AIM OF THE TASK:
State only the number of rows below that contain the string "crust".

— begin RECORDS —

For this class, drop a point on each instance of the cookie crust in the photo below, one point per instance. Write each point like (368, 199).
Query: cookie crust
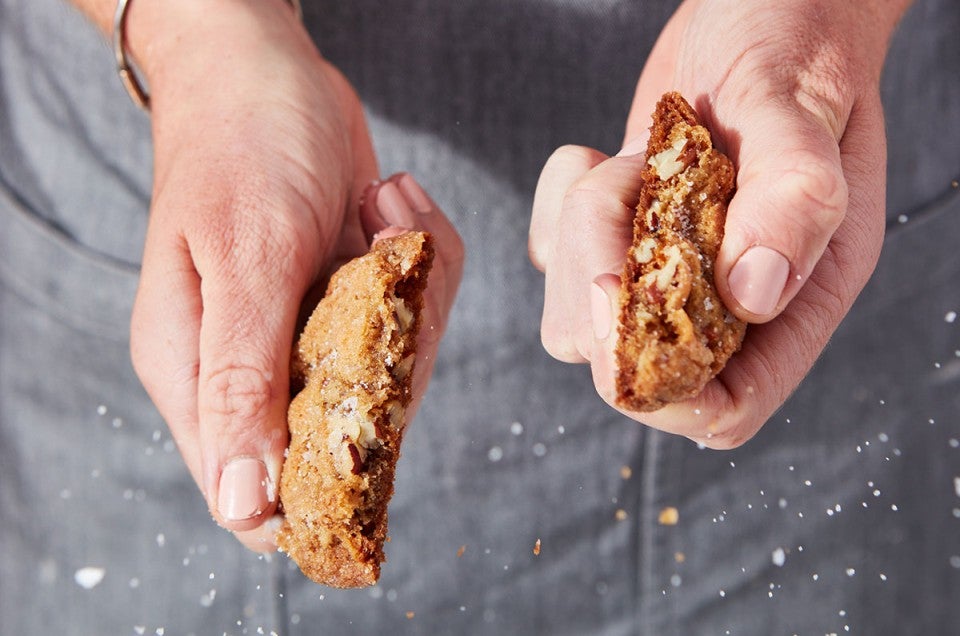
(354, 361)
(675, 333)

— end RECORDS —
— begin RECORDS —

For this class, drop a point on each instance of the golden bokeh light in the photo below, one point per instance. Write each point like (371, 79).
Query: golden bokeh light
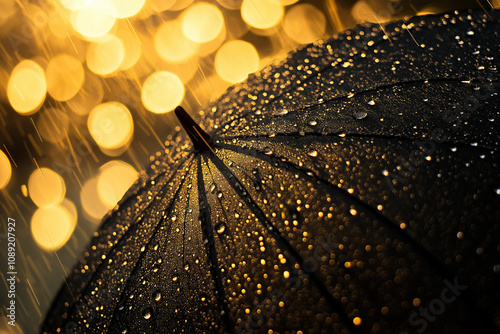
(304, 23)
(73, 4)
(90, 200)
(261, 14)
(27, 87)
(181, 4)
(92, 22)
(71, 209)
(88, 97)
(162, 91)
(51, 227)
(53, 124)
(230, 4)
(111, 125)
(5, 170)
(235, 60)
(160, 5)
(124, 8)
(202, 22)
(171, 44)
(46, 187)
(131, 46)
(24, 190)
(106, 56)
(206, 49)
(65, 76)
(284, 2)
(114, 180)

— end RECORDS —
— begin RECORDS —

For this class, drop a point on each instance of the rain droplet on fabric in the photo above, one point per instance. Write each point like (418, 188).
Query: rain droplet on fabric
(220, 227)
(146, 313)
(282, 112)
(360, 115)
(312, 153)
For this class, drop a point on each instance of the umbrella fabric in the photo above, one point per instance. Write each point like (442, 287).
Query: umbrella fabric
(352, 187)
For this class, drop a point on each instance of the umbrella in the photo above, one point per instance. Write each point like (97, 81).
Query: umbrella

— end RECORDS —

RESULT FOR THIS EXERCISE:
2